Text excerpt:
——————

Interesting - what monastic buildings were they referring to?

As I said, I'd always presumed that the place was built to house miners for the nearby pit, but the two storey buildings in the pic look perhaps more modern than I was expecting them to be - I'd be very surprised if they turned out to be older than 1900.

Now if that pic was taken in 1935, that would obviously pre-date the war. What's left on the ground today, though, looks like it possibly doesn't belong to those two storey houses. I wouldn't have expected them to have had the concrete floors that are still in situ, and what is left appears to be made of brick, whereas those houses look like they may be stone.

So I guess it could be that they were flattened and rebuilt during the war, but my dad remembers it existing, and he was born in 53, so I can't see people living in Nissen huts for 30 years! I'll ask him next time I see him if he remembers what the dwellings themselves looked like.

——————

Stored data:
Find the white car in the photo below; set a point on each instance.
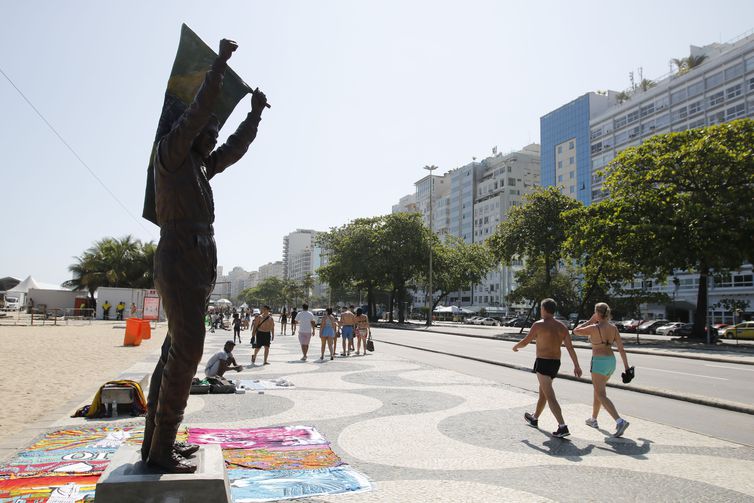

——————

List of tasks:
1: In the dwellings text, which building materials are mentioned?
2: According to the dwellings text, in what year was the writer's dad born?
3: Reproduce the dwellings text word for word, beginning at the words "So I guess it" and stopping after "themselves looked like.".
Work only from the dwellings text, not the data.

Solved problems:
1: Concrete, brick, stone

2: In 53.

3:
So I guess it could be that they were flattened and rebuilt during the war, but my dad remembers it existing, and he was born in 53, so I can't see people living in Nissen huts for 30 years! I'll ask him next time I see him if he remembers what the dwellings themselves looked like.